§ What this exercise asks
1. Answer these questions from the review of No One Will Save You below, one answer per line:
(a) Which two people is Brynn still mourning?
(b) Who wrote the film's soundtrack?
(c) Which film was director Duffield's debut?
2. List every personal name in the review of No One Will Save You below, whether it belongs to a character or a real person.
3. Carry on the review of No One Will Save You below, starting after its final sentence.

§ Selected extract
## Begin

Loner hermit seamstress Brynn (Kaitlyn Dever) resides in her
childhood home still coping with the loss of her mother Sarah and best friend
Maude, whiling away her time constructing intricate models of her hometown
which we quickly learn seems to have ostracized the woman over a past traumatic
event. One night she is awakened by
strange noises coming out of her kitchen, leading her downstairs to come face
to face with an alien encounter which goes horribly wrong when she accidentally
kills the extraterrestrial intruder, sparking an all-out invasion of her home
by a wide variety of humanoid alien species over the course of the film. From here the film becomes something of a dialogue-free
chase thriller with zombified humans possessed by alien control relentlessly
pursuing her. Then there’s a unique twist
bringing everything together even this Fire in the Sky and Communion die
hard didn’t see coming.
Deceptively simple with its liberal use of long silences, gazes
and facial expression, No One Will Save You starts out a nebulous grey-men-with-big-black-eyes
movie whose vital chess pieces gradually fall into place. In spite of some less-than-stellar CGI-fire
in one scene the end result is not bad considering the film’s budget and focus
on one actress who says nary a single word.
Much like Communion, the film plays freely with the hallucinatory
aspects with the protagonist’s memories or perspective of reality being
distorted somehow by the aliens. Visually
speaking its closest antecedent is clearly Close Encounters of the Third
Kind but by the end of this unusual mixture of UFO flick and character
study it proves to be more than just another Dark Skies or Extraterrestrial.
What stands out the most, more than anything really, is the
soundtrack by Joseph Trapanese. A
frequent collaborator of Joseph Kosinski and best known for having done both The
Raid films’ soundtracks, the soundscape of No One Will Save You and
musical components are genuinely innovative.
Think of it as an even more extraterrestrial sounding Copenhagen
Cowboy which already had its own form of contact with aliens. Just listening to the score on its own
outside of the film feels like you’re being whisked off of your feet into an
aural arena not governed by rational explanation. Having also scored director Duffield’s debut
film Spontaneous, it’s fair to say we’ll see (ahem, hear) these two together
for some time.

## End

§ Dataset records

## Begin

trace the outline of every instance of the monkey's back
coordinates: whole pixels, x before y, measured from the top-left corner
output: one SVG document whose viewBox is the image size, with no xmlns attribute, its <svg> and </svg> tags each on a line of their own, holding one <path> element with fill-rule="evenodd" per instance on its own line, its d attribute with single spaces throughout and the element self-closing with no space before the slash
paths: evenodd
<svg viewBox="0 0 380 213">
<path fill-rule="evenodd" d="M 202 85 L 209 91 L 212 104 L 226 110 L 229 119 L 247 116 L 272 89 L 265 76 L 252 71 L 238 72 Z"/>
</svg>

## End

§ Task-by-task answers
1.
(a) Her mother Sarah and her best friend Maude.
(b) Joseph Trapanese.
(c) Spontaneous.

2. Brynn, Kaitlyn Dever, Sarah, Maude, Joseph Trapanese, Joseph Kosinski, Duffield

3.
Pretty much the whole thing sits on the shoulders of Kaitlyn
Dever, a supporting actress best known for Short Term 12, Detroit and
Dear Evan Hansen. Having only
seen her in bit parts including but not limited to Them That Follow, the
spunky young actress who also serves as executive producer dives deep into this
sci-fi horror thriller without looking back or batting an eye. Vulnerable and frightened but resourceful and
one Hell of a fighter, Dever conveys all of these emotions and unrealized
survival skills brilliantly without saying anything. Though the absence of dialogue might in
theory feel like a screenwriting stunt, in this case it couldn’t be a more
appropriate approach.
Released briefly in limited venues in New York and Los
Angeles before going to streaming globally, No One Will Save You isn’t
particularly frightening but does offer up UFO movie fans new twists on the
lore with familiar territory being tweaked just enough that we don’t quite
recognize it anymore. An old fashioned chase
survival thriller with elements of Alien, The Texas Chainsaw Massacre
and especially Close Encounters mixed together, the film is good for
Halloween which is right around the corner and in spite of the aforementioned
CG it is quite pretty at times visually.
Mostly though, in the filmography of character actress Kaitlyn Dever, it
is nice to see her bumped up to the driver’s seat in a surprisingly rewarding
little alien invasion package.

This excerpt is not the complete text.